-- EXERCISE MATERIAL start --

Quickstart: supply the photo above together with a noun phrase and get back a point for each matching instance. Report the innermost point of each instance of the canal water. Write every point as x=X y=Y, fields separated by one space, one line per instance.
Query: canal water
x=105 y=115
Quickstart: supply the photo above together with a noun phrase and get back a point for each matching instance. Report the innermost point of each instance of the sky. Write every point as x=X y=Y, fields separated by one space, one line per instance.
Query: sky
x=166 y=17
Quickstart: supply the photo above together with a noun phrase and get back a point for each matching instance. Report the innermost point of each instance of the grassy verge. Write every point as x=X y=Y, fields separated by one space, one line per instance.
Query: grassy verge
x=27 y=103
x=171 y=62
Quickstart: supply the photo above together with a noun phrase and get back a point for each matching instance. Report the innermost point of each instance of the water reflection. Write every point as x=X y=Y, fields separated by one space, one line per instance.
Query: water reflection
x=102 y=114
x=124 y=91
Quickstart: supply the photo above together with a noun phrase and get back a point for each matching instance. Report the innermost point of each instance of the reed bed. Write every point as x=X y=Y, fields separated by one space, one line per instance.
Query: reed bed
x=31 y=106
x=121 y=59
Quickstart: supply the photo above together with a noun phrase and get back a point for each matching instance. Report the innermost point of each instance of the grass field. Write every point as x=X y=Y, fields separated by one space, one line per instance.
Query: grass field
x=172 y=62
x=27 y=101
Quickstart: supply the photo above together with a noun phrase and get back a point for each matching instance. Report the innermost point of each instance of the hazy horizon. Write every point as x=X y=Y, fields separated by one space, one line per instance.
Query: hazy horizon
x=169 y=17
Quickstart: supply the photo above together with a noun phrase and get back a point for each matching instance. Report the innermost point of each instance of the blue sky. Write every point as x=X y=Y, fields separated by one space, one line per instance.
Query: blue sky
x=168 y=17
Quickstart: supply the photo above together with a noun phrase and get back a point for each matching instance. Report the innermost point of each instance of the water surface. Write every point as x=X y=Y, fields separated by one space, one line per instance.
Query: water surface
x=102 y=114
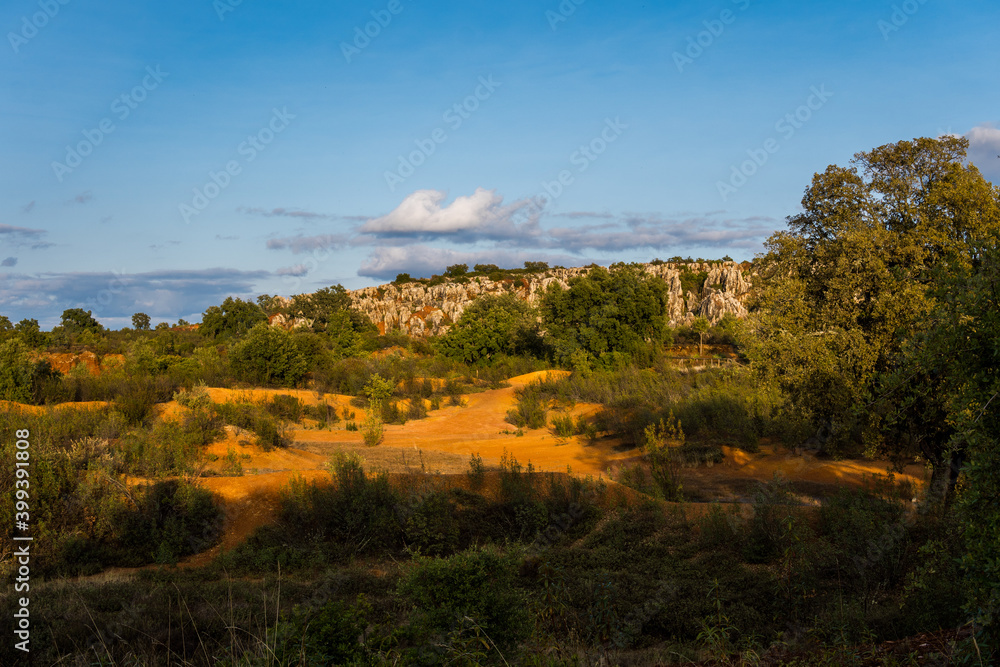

-- EXERCISE MATERIAL end --

> _WRITTEN REQUEST_
Reproduce all of the entries above verbatim, leaving the pictures out of your answer.

> _THE SOLUTION_
Quickstart: supply the photo above together with a noun phrase and get back a point for each matching instance. Report the innermost point of each instance of the canal water. Write every point as x=X y=Y, fields separated by one space, one line per instance.
Query: canal water
x=105 y=115
Quickstart: supply the photo above together with a noun phrase and get back a point for each matching instance. Report the innermost point of each instance of the sky. Write every point as x=X y=Y, fields separated by one space, one line per instance.
Query: sky
x=166 y=17
Quickstart: supply the photo above together with a noun phrase and get back a point for each matching instance. Report the innermost point of each instance of the grassy verge. Write every point as x=X y=Y, fields separated by one space, one line per instance.
Query: grassy verge
x=27 y=103
x=171 y=62
Quickstart: supply the photo above together with a noun phrase and get back a point for each matching instance. Report the innermost point of each instance of the water reflection. Write every point as x=X y=Y, fields separated by one space, one line per instance.
Query: water reflection
x=102 y=114
x=124 y=91
Quickstart: supply the photo above together with a noun phrase and get back a point for each matching instance. Report the innermost point of each instance of the reed bed. Write every point as x=X y=Y, fields separated by one space, one line per instance.
Query: reed bed
x=31 y=106
x=121 y=59
Quickstart: supply the photo above together with a noun phrase and get back a point for each matching instance. Report the innermost point of each instance of the grass field. Write every point as x=X y=Y, fields separated by one space, one line per instance.
Query: grass field
x=172 y=62
x=27 y=101
Quickstart: supply the photo above together with a noun phrase and get back a point for each matching instance. Report the innermost point of each instance of the hazy horizon. Write every point as x=X y=Y, fields separated by one space, one line per instance.
Query: hazy horizon
x=169 y=17
Quickstart: supply the photo above together with a noun phrase and get back a point for each matching instance. Report the innermost point of each instance of the blue sky. Write every point as x=X y=Y, fields separated by one space, one line per instance.
Query: blue sky
x=168 y=17
Quickstart: supply the photo above together with a noun phrase and get back a point for each matching instance. Report the innermost point of each instance of the water surface. Write every point as x=X y=Y, fields separated by one space, one line per instance.
Query: water surface
x=102 y=114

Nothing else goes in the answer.